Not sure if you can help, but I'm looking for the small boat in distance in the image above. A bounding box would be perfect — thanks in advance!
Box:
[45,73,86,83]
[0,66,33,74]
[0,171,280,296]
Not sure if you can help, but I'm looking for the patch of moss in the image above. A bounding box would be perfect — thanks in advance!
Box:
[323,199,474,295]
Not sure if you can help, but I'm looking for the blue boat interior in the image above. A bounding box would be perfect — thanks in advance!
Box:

--

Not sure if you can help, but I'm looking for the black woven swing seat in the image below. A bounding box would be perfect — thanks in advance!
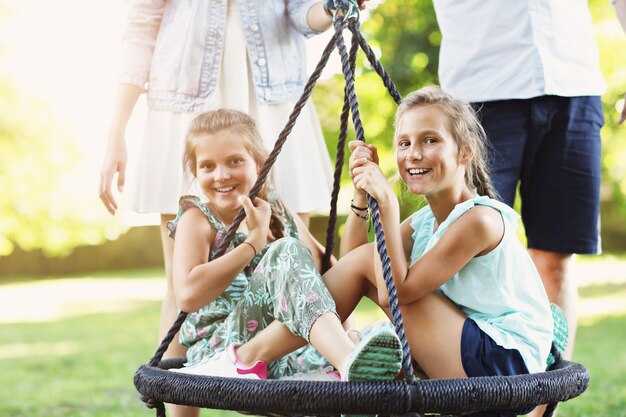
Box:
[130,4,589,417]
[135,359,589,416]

---

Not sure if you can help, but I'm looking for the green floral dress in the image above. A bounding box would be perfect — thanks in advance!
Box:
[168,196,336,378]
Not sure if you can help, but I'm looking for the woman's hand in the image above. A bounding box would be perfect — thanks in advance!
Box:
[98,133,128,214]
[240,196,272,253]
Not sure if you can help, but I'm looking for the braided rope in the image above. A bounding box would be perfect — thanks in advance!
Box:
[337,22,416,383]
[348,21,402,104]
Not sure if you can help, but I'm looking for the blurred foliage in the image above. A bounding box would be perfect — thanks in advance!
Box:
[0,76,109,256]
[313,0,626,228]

### WHAT TO PRODUCE
State how many lines in the records above contain the word "boat". Give only the number.

### ANSWER BELOW
2